**Source text**
-=-=-=-=-
The Emissivity of O VII and O VIII
Finding the transitions
- Go to the AtomDB WebGuide at http://www.atomdb.org/Webguide/webguide.php.
- Move to the part of the page to "List strong lines in
wavelength region at a specific temperature:" and find the lines
at "wavelength" 0.6 keV with a width of 0.1 keV at an electron
temperature of 0.2 keV. Hit the button for "Get Strong Lines".
- You should get a display of "Searching for lines between 0.500
and 0.700 keV at Te 0.200 keV".
- The default listing shows the lines sorted by decreasing
wavelength. Click on "Relative Intensity" twice to sort the list
by decreasing relative intensity.
- Record all of the lines with relative intensity of at least
3%. For each line, record the ion, the energy in keV (mislabeled
as "Wavelength"), the upper and lower levels. Click on the line
to get details about the transition and record the electron
configuration of the upper and lower levels.
- Make a table to include in your report of the transitions and
the information about the transitions. Sort the lines by
increasing energy.
- Repeat the process above with electron temperatures of 0.1 keV
and 0.3 keV to see if there are any additional lines of
interest. If so, add them to your table.
- HaloSat will have an energy resolution of around 80 eV (FWHM)
in this band. Therefore groups of transitions separated in
energy by less than about 40 eV will appear as unresolved lines
in the measured energy spectra. Go through your table of lines
and figure out which transitions should be grouped together into
a single observed line, but keep lines from different ions
separate even if they are close in energy. Record this.
Reading the emissivity data
- Make a directory called atomdb.
-=-=-=-=-
**What needs to be done**
Carry on the instructions on O VII and O VIII emissivity from the point where they stop. The records have no connection to the text.

**Rows**
-=-=-=-=-
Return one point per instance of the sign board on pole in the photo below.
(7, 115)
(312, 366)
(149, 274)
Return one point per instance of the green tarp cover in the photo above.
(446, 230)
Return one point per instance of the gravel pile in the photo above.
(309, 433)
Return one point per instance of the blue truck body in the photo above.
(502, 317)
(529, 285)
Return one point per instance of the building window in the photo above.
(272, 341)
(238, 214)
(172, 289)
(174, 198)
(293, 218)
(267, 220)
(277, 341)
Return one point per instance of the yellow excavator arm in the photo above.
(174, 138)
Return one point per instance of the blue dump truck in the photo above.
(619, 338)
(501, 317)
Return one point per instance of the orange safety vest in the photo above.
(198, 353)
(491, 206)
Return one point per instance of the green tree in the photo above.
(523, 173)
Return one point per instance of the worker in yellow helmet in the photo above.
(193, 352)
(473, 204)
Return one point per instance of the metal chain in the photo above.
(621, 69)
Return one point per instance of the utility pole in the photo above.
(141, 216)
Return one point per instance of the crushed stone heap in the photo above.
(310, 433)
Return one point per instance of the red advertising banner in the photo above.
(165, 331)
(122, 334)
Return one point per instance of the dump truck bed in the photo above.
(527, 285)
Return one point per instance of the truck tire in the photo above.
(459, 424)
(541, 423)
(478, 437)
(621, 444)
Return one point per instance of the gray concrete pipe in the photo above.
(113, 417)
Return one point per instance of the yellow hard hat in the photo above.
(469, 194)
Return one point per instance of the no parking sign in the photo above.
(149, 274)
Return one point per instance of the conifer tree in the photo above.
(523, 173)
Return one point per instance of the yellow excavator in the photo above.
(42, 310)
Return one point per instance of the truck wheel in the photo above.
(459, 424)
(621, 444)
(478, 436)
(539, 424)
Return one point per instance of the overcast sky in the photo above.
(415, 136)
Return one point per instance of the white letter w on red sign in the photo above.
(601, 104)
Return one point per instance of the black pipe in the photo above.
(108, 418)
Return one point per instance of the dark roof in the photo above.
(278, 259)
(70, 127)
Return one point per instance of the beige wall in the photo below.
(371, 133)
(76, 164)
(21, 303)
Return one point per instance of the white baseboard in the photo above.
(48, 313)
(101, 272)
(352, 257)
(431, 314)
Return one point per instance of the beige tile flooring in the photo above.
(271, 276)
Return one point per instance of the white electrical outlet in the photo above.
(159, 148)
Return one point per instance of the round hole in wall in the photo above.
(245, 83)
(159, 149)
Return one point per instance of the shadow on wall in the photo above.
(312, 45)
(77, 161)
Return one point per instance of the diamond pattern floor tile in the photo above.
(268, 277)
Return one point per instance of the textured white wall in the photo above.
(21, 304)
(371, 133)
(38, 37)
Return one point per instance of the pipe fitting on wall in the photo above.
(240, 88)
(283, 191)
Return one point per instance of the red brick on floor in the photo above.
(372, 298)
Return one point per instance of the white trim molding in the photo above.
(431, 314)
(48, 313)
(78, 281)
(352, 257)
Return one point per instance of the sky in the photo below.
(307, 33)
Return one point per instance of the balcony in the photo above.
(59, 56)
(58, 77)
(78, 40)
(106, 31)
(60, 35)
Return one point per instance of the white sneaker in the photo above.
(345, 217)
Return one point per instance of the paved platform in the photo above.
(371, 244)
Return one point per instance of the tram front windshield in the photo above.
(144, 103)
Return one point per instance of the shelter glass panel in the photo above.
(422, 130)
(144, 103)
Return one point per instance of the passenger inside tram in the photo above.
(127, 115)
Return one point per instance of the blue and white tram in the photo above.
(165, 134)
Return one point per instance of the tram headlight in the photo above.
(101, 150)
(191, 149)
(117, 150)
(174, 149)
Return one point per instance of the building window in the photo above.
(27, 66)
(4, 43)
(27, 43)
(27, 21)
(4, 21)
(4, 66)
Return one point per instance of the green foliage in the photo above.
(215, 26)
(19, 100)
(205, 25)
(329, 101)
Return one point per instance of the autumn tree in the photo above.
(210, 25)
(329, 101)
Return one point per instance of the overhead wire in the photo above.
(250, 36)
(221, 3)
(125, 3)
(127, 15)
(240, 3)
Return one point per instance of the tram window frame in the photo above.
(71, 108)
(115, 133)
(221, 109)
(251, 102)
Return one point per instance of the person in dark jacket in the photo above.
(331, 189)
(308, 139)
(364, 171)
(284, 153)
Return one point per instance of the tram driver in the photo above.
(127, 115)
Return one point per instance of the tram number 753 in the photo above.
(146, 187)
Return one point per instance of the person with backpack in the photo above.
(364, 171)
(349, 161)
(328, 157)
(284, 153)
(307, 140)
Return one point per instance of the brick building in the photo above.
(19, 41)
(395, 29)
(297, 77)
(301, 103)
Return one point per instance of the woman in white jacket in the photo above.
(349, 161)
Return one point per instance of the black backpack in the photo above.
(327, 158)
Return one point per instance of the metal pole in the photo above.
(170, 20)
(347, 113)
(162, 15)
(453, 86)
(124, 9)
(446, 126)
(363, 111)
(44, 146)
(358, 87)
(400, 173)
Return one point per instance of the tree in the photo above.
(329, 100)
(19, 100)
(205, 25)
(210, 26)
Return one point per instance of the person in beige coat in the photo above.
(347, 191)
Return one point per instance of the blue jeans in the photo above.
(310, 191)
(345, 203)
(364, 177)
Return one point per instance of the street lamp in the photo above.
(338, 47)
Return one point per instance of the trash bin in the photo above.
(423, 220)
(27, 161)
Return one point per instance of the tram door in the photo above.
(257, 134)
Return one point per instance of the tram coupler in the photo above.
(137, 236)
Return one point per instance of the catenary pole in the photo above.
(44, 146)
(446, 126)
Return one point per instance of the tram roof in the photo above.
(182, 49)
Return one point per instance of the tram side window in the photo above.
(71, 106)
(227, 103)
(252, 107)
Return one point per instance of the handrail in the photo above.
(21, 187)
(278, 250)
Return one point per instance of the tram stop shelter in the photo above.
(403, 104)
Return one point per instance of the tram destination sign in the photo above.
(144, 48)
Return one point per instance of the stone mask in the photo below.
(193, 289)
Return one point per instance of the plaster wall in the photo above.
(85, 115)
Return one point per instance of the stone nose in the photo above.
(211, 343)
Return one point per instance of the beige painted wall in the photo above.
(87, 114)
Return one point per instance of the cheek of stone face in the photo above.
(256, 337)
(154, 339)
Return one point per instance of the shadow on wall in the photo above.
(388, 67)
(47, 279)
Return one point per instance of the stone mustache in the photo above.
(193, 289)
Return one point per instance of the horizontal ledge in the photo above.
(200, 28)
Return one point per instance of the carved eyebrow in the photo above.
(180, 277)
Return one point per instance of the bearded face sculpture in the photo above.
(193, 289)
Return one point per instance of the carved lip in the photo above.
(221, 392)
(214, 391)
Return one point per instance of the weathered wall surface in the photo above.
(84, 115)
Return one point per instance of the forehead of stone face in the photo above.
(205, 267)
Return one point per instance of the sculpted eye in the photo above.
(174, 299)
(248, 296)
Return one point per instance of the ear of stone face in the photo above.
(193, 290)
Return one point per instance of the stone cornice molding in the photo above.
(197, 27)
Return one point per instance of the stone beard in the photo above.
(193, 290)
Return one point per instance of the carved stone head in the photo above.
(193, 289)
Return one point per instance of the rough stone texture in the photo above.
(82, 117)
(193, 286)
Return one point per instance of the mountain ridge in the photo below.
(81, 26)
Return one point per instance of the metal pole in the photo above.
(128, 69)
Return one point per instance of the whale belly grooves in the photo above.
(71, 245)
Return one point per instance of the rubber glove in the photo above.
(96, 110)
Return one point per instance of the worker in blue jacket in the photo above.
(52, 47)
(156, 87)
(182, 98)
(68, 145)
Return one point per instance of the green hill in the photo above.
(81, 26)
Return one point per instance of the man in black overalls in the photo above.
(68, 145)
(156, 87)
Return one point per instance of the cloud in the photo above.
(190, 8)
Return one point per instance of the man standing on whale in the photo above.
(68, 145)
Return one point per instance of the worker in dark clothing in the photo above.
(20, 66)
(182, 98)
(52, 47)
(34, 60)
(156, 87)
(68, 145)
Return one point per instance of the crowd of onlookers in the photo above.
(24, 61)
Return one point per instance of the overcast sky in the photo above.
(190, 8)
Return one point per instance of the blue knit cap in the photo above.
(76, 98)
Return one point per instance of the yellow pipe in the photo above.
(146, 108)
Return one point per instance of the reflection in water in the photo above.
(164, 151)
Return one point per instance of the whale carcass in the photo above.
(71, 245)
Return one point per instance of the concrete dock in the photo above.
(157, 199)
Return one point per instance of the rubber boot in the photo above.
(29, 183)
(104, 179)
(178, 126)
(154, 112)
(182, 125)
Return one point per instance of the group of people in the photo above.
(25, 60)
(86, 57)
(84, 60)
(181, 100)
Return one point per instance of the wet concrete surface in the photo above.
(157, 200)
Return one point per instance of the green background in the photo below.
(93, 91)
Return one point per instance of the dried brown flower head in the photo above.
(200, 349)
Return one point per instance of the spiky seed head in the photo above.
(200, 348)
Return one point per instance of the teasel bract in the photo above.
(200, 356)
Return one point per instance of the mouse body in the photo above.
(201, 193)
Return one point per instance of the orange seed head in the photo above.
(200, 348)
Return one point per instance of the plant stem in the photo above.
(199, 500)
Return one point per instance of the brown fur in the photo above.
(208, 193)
-=-=-=-=-
**Written answer**
- Download the equilibrium line and continuum emissivity data
from the AtomDB page at http://www.atomdb.org/download.php.
You want a file with a name like atomdb_v3.0.3.tar.bz2.
- Extract the file apec_line.fits to a location of your choice.
Remember the location.
- Note that if you have LHEASOFT, you already have
apec_line.fits on your computer, so you do not need to download
the AtomDB again. However, you do need to figure out where
apec_line.fits resides on your computer.
- Look through the Python program emissivity.py.
The first part imports pyfits, matplotlib, and some functions
needed from numpy. The second part is a routine called
get_emissivity, which reads data from apec_line.fits. This is a
slightly edited version of a routine with the same name from
pyatomdb. You can skim through the routine down to the return
statement at its end.
- The next part of the code sets up some variables and calls
get_emissivity.
- Edit the code so that the variable linefile is set to point at
your copy of apec_line.fits.
- The variables elem, ion, upper, and lower set the element,
ion, and upper and lower levels of the transition. The code is
set for a particular transition of O VII.
- The last part of the code plots the emissivity for this
specific transition as a function of temperature. It uses log
scales and has nice axes labels, a plot title, and a legend. The
axes labeled could be improved by figuring out how to do
superscripts.
- Run the program. You should get a plot of emissivity versus
temperature.
- If you get errors complaining about filename, you probably got
the path to your file incorrect or maybe you don't have pyfits
installed.
Finding the emissivity for the
observed lines
- The goal of this part is to generate and plot emissivity
curves for the lines that we observe in the data. As you found
in the first part of the exercise, each observed line is a sum
of several transitions. We need to add together the emissivity
of each transition contributing tothe observed line to find the
total emissivity for that observed line.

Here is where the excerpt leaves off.